____ Data provided

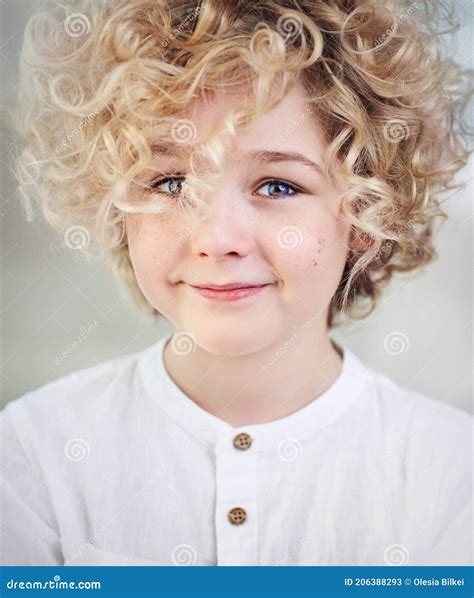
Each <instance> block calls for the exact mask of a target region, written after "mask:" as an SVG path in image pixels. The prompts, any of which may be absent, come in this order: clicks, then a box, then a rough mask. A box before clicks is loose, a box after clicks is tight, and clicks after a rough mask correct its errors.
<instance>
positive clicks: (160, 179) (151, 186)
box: [148, 175, 301, 199]
mask: <svg viewBox="0 0 474 598" xmlns="http://www.w3.org/2000/svg"><path fill="white" fill-rule="evenodd" d="M185 178H186V177H184V176H183V175H174V176H167V177H164V178H161V179H157V180H156V181H153V182H152V183H150V185H149V186H148V191H149V192H150V193H160V194H163V195H170V196H174V195H179V192H176V191H174V192H171V193H166V192H163V191H158V190H157V187H159V186H160V185H163V184H165V183H167V182H168V181H173V180H176V179H183V181H184V180H185ZM183 181H181V182H183ZM265 185H285V186H286V187H289V188H291V189H292V190H293V192H292V193H289V194H287V195H285V194H282V195H280V196H275V195H264V196H263V197H268V198H273V199H281V198H282V197H292V196H293V195H297V194H298V193H301V190H300V189H299V188H298V187H297V186H296V185H293V183H290V182H288V181H284V180H282V179H268V180H266V181H262V182H261V183H260V184H259V186H258V187H257V188H258V189H260V187H263V186H265Z"/></svg>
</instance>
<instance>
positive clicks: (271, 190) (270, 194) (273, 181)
mask: <svg viewBox="0 0 474 598" xmlns="http://www.w3.org/2000/svg"><path fill="white" fill-rule="evenodd" d="M262 187H269V195H266V197H276V198H278V197H285V196H286V197H287V196H290V195H295V194H296V193H298V189H296V187H294V186H293V185H290V183H285V181H280V180H278V179H276V180H273V181H267V182H266V183H263V185H261V186H260V187H259V189H262ZM289 190H291V191H292V192H289ZM274 194H275V195H274ZM264 195H265V194H264Z"/></svg>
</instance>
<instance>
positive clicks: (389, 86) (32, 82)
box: [14, 0, 470, 328]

________

Task goal:
Leave out the pictures and set down everything else in the entries above exactly.

Task result:
Each <instance> block calls for the exact mask of a target region, written after "mask:" as an SVG path in image pixels. The prompts, any of which may be absent, come in this order: clicks, then a box, then a rough mask. A box before clicks is loose, a box after clicks is tight, and clicks after a rough mask correct its errors.
<instance>
positive clicks: (160, 179) (151, 186)
box: [148, 175, 301, 199]
mask: <svg viewBox="0 0 474 598" xmlns="http://www.w3.org/2000/svg"><path fill="white" fill-rule="evenodd" d="M185 178H186V177H184V176H183V175H174V176H167V177H164V178H161V179H157V180H156V181H153V182H152V183H150V185H149V186H148V191H149V192H150V193H160V194H163V195H170V196H174V195H179V192H176V191H174V192H171V193H166V192H163V191H158V190H157V187H159V186H160V185H163V184H165V183H167V182H168V181H173V180H176V179H183V181H184V180H185ZM183 181H181V182H183ZM265 185H285V186H286V187H289V188H291V189H292V190H293V192H292V193H289V194H287V195H285V194H282V195H280V196H275V195H264V196H263V197H268V198H273V199H281V198H282V197H292V196H293V195H297V194H298V193H301V190H300V189H299V188H298V187H297V186H296V185H293V183H290V182H288V181H284V180H282V179H268V180H266V181H262V182H261V183H260V184H259V186H258V187H257V188H258V189H260V187H263V186H265Z"/></svg>
</instance>
<instance>
positive clicks: (271, 190) (270, 194) (273, 181)
mask: <svg viewBox="0 0 474 598" xmlns="http://www.w3.org/2000/svg"><path fill="white" fill-rule="evenodd" d="M262 187H269V195H266V197H276V198H278V197H285V196H286V197H287V196H290V195H295V194H296V193H298V189H296V187H294V186H293V185H290V183H285V181H280V180H278V179H276V180H273V181H267V182H266V183H263V185H261V186H260V187H259V189H262ZM289 190H291V191H292V192H289ZM274 194H275V195H274ZM264 195H265V194H264Z"/></svg>
</instance>
<instance>
positive clicks: (389, 86) (32, 82)
box: [14, 0, 470, 328]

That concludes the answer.